===== Исходный текст

В 1983 году ежегодная премия Фонда имени Жаботинского «Защитник Иерусалима», была присуждена трем лауреатам. На торжественной церемонии в Нью-Йорке премию вручали двум широко известным общественным деятелям — председателю Европейского парламента Симоне Вайль и американскому сенатору Генри Джексону, а третий лауреат на церемонии отсутствовал, поскольку находился в советской тюрьме. Иосиф Бегун отбывал срок по статье «антисоветская агитация и пропаганда». В приговоре было отмечено, что свои деяния «в целях подрыва и ослабления Советской власти» осужденный совершал «под видом распространения языка иврит, приобщения евреев к национальной культуре». ИБ: В феврале 1987 года я был освобожден из Чистопольской тюрьмы для политзаключенных, а в январе 1988 совершил
алию. Через несколько недель в канцелярии премьер-министра Израиля состоялась церемония, на которой глава правительства Ицхак Шамир вручил мне диплом лауреата и чек на сумму более 40 тысяч долларов (с учетом накопившихся процентов). В сравнении с другими новыми репатриантами, которые приезжали со 100 долларами в кармане, я оказался состоятельным человеком.
ЕП: В октябре 1983-го свой третий срок вы получили по печально знаменитой 70-й статье «антисоветская агитация и пропаганда». По этой статье сидели многие советские диссиденты. А как вы стали диссидентом?
ИБ: В какой-то момент ты начинаешь понимать, что страна, в которой ты живешь, управляется тоталитарным, негуманным режимом. Что твои самые основные, естественные права подавляются. Но так мы все жили тогда. Как известно, «плетью обуха не перешибешь». И люди «отключались» от системы, уходили в свои профессии, в хобби. Тогда в 50–60-е годы у московской интеллигенции очень популярен был туризм, уходили в леса песни попеть, без страха поболтать с друзьями на разные темы.
В середине 1960-х мне было за 30, я уже осознавал, что живу в диктаторской системе. Понимал, конечно, и свою национальную ущемленность. То было время хрущевской оттепели, приоткрылось окно на Запад, в кинотеатрах показывали зарубежные фильмы, в которых в том или ином виде появлялись иногда эпизоды, связанные с Холокостом. В СССР от нас скрывали и эту страницу нашей еврейской истории — массовые убийства евреев во время войны. Когда я видел эти сцены, у меня возникало чувство сопричастности. Как, почему? У меня возник интерес к истории евреев, я стал искать литературу. Но вскоре я убедился, что ничего на эту тему нет, как будто не существовало такого народа — ни его прошлого, ни его культуры, как у других советских народов, о которых и писали, и говорили, книги о которых были в библиотеках, продавались в магазинах.
ЕП: Но, насколько я помню, был такой еврейский журнал «Советиш Геймланд». ИБ: Такой журнал действительно был, но, во-первых, он был на идише, который не знал ни я сам, ни большинство евреев моего поколения. Это был агитационный «еврейский журнал», демонстрирующий, что в СССР есть еврейская культура.

==========
===== Строки данных

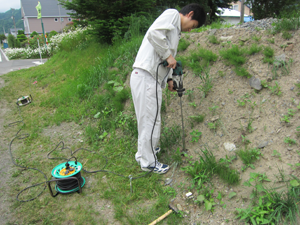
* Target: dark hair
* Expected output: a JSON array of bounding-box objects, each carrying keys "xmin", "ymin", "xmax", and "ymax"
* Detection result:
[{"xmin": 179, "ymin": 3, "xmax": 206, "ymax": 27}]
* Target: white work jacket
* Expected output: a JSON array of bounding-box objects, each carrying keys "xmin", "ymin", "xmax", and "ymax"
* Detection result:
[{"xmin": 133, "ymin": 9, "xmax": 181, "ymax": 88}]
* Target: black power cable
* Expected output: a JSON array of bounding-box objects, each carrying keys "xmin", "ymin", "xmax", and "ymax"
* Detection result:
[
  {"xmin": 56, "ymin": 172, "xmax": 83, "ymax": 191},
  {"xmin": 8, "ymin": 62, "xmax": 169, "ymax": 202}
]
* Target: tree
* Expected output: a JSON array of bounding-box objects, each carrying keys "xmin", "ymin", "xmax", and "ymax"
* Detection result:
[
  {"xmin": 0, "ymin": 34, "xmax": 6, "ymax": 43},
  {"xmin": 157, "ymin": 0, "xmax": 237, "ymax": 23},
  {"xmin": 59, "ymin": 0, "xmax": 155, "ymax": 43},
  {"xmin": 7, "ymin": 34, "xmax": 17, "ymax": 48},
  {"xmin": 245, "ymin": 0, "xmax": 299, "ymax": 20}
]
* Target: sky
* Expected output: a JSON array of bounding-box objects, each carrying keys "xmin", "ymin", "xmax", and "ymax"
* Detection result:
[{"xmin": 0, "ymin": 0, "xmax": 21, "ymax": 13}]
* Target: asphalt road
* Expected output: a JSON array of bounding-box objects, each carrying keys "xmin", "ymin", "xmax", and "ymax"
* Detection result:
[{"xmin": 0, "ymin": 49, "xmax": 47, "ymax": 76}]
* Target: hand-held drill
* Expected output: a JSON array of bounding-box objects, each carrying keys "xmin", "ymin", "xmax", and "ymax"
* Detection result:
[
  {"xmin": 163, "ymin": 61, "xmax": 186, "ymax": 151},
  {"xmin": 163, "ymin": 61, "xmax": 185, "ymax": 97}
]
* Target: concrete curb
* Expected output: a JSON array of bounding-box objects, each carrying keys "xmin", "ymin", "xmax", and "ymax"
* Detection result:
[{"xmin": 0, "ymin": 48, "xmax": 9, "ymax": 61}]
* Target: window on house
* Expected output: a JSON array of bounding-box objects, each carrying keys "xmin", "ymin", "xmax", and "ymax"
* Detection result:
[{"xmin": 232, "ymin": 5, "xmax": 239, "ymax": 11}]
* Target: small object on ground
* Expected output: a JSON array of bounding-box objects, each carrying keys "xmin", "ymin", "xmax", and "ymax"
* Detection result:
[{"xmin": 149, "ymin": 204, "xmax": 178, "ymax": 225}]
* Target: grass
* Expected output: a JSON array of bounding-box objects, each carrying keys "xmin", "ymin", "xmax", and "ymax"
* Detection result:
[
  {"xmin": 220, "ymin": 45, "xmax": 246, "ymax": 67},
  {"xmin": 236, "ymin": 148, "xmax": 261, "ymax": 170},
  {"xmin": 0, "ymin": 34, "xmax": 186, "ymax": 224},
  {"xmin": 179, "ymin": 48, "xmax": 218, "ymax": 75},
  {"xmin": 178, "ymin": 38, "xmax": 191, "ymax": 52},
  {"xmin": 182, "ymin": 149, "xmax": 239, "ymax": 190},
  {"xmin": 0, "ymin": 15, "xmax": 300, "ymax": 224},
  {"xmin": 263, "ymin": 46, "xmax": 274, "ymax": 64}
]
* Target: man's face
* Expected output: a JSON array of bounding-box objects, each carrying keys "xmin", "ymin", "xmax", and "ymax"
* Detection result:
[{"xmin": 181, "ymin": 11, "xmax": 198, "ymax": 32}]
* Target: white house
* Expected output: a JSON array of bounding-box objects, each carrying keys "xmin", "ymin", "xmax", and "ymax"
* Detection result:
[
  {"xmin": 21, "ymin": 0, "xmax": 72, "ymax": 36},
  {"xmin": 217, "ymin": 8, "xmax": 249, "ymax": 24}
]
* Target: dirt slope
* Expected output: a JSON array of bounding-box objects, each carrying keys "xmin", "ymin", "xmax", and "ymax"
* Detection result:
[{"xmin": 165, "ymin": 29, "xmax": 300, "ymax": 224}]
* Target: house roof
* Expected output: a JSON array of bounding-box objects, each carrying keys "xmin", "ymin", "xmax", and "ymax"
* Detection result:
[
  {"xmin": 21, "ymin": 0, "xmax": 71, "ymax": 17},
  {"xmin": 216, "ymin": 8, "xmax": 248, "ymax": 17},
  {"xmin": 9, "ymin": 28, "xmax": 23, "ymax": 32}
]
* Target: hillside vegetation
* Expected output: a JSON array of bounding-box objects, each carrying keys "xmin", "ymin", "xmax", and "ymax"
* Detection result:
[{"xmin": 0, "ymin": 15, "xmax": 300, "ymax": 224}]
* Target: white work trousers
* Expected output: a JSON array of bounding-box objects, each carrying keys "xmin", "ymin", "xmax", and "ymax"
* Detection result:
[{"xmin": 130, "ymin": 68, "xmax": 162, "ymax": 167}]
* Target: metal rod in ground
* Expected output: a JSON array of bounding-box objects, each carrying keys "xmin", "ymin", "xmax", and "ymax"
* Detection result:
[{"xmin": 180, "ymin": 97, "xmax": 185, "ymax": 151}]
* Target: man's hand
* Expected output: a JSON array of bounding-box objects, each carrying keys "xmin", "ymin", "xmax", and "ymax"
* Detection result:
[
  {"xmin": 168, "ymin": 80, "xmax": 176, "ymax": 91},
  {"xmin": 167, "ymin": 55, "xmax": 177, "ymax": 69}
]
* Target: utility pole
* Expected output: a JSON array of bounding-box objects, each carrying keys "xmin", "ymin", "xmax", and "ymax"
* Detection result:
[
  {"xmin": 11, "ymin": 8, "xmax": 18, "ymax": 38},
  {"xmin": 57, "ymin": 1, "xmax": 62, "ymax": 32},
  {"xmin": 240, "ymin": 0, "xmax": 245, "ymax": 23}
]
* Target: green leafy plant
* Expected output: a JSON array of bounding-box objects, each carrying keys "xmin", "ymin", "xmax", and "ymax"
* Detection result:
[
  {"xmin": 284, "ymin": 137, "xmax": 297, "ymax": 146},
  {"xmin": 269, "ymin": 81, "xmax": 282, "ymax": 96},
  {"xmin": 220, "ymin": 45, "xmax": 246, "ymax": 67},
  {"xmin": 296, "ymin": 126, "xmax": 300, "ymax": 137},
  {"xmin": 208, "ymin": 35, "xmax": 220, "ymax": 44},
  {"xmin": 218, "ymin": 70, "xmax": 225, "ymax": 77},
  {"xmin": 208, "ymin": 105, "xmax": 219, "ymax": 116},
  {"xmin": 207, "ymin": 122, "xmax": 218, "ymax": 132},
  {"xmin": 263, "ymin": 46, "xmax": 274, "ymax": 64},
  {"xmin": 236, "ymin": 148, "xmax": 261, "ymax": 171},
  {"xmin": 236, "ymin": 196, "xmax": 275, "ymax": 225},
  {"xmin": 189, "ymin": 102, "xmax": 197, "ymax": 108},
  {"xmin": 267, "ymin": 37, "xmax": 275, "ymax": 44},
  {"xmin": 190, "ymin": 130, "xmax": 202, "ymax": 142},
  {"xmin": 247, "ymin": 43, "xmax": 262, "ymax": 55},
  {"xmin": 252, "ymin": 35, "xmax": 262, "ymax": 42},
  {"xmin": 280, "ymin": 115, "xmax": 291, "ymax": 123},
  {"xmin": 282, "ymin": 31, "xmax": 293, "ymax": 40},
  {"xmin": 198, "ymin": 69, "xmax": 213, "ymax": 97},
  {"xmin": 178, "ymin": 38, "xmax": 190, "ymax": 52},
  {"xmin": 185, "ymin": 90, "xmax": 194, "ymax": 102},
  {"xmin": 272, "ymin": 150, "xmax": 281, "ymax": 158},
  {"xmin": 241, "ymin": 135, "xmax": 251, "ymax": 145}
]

==========
===== Строки данных

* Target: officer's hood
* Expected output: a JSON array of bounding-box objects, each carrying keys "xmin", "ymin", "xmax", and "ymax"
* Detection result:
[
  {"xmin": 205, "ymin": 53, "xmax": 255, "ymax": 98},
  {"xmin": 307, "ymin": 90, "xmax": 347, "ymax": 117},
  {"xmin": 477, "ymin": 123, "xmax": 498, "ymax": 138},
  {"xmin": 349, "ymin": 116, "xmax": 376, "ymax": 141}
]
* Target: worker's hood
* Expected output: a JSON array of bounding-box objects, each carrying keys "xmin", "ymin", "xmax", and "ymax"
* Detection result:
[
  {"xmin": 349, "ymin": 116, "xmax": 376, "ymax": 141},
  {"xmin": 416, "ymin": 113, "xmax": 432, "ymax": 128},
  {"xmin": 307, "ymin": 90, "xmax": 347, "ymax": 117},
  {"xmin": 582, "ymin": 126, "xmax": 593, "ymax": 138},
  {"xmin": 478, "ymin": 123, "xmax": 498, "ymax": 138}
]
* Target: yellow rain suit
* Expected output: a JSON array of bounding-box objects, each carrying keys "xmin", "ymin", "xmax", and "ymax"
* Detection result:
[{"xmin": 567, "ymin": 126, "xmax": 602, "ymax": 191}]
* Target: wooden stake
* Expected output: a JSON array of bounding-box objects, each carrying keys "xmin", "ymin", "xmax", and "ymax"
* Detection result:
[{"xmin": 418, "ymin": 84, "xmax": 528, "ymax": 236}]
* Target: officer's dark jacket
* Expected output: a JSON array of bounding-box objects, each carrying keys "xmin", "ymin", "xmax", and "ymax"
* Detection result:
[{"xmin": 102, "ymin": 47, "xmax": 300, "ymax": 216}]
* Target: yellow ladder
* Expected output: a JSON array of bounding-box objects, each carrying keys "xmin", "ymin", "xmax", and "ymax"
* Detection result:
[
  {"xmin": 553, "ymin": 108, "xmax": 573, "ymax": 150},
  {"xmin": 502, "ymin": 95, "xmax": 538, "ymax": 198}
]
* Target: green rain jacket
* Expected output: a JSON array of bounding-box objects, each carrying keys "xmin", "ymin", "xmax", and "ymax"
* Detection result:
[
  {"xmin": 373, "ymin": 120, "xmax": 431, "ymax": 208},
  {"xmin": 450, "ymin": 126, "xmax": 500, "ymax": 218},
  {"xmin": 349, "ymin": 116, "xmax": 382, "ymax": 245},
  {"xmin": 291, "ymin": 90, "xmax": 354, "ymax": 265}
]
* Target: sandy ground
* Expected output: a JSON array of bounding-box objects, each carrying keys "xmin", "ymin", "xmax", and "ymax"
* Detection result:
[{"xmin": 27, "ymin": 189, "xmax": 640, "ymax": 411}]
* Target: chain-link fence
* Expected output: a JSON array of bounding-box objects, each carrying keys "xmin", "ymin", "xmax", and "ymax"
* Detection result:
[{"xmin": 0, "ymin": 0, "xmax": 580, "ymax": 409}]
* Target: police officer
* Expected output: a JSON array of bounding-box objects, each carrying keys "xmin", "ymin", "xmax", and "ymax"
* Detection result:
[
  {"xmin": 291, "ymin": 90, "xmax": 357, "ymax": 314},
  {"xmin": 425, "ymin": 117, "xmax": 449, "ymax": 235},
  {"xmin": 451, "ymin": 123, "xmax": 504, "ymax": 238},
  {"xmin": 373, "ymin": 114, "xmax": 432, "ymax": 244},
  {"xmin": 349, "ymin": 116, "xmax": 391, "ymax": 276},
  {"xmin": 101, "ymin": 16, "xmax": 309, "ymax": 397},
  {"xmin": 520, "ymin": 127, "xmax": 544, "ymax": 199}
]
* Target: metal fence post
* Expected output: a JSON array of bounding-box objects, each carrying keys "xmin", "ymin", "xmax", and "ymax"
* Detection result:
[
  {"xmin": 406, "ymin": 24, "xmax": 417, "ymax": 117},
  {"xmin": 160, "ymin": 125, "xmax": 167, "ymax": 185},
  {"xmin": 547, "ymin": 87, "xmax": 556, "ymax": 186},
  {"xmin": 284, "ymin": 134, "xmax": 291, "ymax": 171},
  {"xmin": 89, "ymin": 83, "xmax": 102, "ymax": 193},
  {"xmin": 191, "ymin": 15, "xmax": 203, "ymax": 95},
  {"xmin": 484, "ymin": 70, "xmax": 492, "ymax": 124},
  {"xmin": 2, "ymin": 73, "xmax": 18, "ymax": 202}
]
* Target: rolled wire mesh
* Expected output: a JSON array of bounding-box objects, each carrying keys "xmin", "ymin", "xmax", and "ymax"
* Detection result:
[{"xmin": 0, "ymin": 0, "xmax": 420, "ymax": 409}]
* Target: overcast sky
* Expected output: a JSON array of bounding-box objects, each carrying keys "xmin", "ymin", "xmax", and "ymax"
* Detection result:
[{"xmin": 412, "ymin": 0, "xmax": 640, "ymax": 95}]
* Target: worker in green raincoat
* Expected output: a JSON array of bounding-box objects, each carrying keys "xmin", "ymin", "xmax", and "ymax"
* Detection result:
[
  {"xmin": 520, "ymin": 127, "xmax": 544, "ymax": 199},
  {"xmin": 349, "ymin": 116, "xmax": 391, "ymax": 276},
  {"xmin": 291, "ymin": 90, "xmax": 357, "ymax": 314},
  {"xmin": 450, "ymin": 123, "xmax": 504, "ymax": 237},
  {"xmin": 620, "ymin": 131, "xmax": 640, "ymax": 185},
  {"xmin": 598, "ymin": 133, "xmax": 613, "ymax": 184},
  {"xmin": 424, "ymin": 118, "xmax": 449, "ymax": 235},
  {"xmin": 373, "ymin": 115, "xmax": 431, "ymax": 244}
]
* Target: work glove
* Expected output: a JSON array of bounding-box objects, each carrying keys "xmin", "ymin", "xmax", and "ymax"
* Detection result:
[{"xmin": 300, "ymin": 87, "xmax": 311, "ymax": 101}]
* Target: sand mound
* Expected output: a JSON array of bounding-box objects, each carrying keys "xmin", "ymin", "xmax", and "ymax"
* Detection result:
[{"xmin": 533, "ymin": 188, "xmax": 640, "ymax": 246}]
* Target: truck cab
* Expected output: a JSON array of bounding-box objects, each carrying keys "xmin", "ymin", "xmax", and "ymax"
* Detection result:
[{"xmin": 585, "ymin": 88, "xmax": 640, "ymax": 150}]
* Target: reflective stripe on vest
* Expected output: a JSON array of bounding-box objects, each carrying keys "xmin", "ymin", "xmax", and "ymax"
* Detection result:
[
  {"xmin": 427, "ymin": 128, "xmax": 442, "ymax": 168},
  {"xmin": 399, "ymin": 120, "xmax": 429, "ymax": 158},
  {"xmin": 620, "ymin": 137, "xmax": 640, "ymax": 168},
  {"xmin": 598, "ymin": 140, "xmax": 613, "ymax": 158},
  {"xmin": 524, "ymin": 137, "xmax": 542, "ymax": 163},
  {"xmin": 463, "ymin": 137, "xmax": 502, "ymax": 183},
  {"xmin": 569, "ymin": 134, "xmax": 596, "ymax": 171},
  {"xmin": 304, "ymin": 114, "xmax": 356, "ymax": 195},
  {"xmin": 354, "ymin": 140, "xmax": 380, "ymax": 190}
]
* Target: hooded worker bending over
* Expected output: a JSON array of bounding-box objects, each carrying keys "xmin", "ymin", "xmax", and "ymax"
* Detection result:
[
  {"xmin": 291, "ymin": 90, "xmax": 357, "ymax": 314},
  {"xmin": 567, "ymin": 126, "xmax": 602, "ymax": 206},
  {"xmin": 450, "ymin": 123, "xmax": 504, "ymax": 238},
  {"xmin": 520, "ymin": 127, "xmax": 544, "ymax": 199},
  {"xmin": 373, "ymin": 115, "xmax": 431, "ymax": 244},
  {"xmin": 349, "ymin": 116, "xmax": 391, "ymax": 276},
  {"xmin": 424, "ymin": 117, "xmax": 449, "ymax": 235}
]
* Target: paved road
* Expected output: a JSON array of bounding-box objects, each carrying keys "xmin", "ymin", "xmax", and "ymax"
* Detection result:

==========
===== Строки данных

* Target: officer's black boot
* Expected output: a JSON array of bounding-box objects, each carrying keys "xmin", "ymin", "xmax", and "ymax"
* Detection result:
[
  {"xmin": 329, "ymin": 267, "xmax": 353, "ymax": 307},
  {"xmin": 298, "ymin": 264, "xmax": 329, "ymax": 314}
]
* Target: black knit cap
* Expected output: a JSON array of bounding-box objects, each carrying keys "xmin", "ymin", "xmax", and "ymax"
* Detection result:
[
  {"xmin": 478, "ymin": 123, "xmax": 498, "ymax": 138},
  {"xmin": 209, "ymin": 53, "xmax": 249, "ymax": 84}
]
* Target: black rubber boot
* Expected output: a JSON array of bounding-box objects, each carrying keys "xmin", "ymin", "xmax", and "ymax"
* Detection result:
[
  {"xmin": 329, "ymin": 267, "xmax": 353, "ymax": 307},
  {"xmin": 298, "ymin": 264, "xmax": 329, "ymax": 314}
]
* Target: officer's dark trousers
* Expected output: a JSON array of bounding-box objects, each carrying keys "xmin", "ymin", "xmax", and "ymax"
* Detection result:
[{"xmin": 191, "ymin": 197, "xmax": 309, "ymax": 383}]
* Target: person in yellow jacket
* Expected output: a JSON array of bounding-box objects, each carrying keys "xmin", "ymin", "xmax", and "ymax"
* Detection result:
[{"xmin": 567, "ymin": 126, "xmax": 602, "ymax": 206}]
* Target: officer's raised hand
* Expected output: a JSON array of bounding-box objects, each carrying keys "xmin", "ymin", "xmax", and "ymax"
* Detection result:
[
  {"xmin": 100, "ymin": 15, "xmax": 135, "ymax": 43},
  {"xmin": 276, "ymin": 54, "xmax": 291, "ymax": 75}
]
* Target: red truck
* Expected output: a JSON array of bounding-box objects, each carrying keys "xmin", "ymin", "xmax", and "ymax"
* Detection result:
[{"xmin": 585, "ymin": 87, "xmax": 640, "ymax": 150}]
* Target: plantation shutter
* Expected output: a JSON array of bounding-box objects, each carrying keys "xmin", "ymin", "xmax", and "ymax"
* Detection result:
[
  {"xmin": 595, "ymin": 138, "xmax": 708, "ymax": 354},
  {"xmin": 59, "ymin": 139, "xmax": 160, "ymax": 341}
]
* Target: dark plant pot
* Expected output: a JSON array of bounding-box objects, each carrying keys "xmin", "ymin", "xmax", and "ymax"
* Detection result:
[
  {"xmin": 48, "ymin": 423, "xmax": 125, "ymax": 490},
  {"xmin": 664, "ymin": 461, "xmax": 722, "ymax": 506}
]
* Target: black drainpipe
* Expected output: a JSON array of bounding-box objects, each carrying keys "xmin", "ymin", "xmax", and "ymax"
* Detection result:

==========

• **Что нужно сделать**
[a] Объясните по интервью с Иосифом Бегуном, почему третий лауреат премии «Защитник Иерусалима» 1983 года не присутствовал на церемонии в Нью-Йорке. Ответ дайте в одном–трех предложениях.
[b] Из какой тюрьмы, согласно интервью с Иосифом Бегуном, он был освобожден в феврале 1987 года?

• **Ответы по заданиям**
[a] Третий лауреат, Иосиф Бегун, не мог присутствовать на церемонии, потому что находился в советской тюрьме. Он отбывал срок по статье «антисоветская агитация и пропаганда».

[b] Из Чистопольской тюрьмы для политзаключенных.